Begin PROVIDED ENTRIES

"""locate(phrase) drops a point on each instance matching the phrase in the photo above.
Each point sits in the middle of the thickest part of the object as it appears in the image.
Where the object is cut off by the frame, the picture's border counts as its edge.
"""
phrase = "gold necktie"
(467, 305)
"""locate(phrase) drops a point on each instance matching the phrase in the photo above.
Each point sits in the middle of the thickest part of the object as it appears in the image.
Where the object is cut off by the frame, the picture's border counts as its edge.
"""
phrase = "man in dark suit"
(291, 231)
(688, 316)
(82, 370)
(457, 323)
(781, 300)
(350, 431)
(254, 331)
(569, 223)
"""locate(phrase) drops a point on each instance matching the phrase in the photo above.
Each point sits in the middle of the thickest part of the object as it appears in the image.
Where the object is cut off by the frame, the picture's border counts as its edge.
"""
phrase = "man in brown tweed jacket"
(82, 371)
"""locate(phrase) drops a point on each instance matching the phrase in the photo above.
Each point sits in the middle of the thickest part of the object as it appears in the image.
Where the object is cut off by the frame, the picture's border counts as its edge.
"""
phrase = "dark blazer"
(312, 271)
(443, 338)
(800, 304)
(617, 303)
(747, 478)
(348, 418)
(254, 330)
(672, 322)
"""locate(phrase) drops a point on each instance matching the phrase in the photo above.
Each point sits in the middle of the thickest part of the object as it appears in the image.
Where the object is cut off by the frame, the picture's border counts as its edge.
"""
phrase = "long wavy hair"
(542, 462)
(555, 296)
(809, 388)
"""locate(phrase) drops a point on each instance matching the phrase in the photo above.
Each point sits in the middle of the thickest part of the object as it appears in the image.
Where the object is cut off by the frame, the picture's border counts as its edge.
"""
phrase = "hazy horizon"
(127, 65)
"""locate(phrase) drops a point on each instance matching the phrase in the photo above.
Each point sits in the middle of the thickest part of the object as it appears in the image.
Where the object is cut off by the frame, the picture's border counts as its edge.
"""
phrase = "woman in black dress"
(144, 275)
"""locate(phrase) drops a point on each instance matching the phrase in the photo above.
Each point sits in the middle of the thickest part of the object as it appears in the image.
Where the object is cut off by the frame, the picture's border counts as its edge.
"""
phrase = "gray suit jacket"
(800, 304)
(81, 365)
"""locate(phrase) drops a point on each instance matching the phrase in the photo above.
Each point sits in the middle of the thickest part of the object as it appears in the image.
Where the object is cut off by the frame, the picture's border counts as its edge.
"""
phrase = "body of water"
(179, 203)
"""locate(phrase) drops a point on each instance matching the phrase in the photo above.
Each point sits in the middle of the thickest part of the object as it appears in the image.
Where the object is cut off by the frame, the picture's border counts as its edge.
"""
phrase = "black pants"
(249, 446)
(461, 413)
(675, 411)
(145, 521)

End PROVIDED ENTRIES

Write out the records shown above, exactly as they appear.

"""locate(phrase) drops a point on each instance matching the phrase in the photo above.
Each point sits in the middle of the thickest part of the object as it appears in the image.
Where the object is cut off by the frame, the picture's border counts as its edge.
"""
phrase = "gold necktie"
(467, 305)
"""locate(phrase) drops a point on each instance matching the phrase in the photo above.
Each point sits in the middle of the thickest part of the object as it appears in the image.
Where the object is cut off by the frame, the picture's border counts as its edge.
"""
phrase = "man in dark suit"
(291, 231)
(688, 316)
(82, 370)
(457, 323)
(781, 300)
(350, 431)
(254, 331)
(569, 223)
"""locate(phrase) drops a point on each instance matching the phrase in the photo above.
Each point sits in the middle of the thickest part of the object as it appears in the image.
Where the object is cut off by the frame, the picture's border counts as its edge.
"""
phrase = "man in brown tweed jacket"
(82, 371)
"""locate(phrase) drops a point on each instance matching the phrase in the photo above.
Each point sits in the middle of the thickest part of the object as it appears in the image.
Where the object is cut off by the frame, the picture's border counts as its edge.
"""
phrase = "dark blazer"
(312, 271)
(443, 338)
(800, 304)
(617, 303)
(747, 478)
(348, 418)
(254, 330)
(672, 322)
"""locate(phrase) drops a point on each instance matching the phrase in the photo above.
Each point sits in the middle of the thickest part of the object as it appears in the image.
Where the object is cut off by the frame, the picture's border counts as its edge.
"""
phrase = "long wavy hair"
(542, 462)
(555, 296)
(809, 388)
"""locate(phrase) drops a point on each instance matching the phrase in the photo above.
Each point sits in the middle of the thickest part of the object as it appears in the image.
Where the object is cut off by the frame, the picture's border counts as its edge.
"""
phrase = "hazy horizon"
(127, 65)
"""locate(phrase) drops a point on each instance matching the phrase in the photo above.
Each point sits in the middle of the thickest part of the object as it appears in the image.
Where the object is cut off by the frame, the picture's border counts as its edge.
"""
phrase = "woman in black dress"
(144, 275)
"""locate(phrase) drops a point on each instance matching the phrase in the photo above.
Each point sits in the middle of the thickest part of the object as it appears in the image.
Where the object is cut off by the frame, the picture's border counts as its edge.
"""
phrase = "gray suit jacket"
(800, 304)
(81, 365)
"""locate(phrase) drops a point on each instance matching the phrase in the photo above.
Each point sits in the middle of the thickest part of the object as it appears in the image.
Where the object is cut off by the frame, the picture's border counts as its edge.
"""
phrase = "body of water"
(179, 203)
"""locate(phrase) drops a point on each instance matching the phrase in the photo above.
Each point sits in the middle of the thickest part of the object as it appears in the image.
Where the object is cut off by the frame, the picture's border counts as its edge.
"""
phrase = "black pants"
(249, 446)
(461, 413)
(675, 411)
(145, 521)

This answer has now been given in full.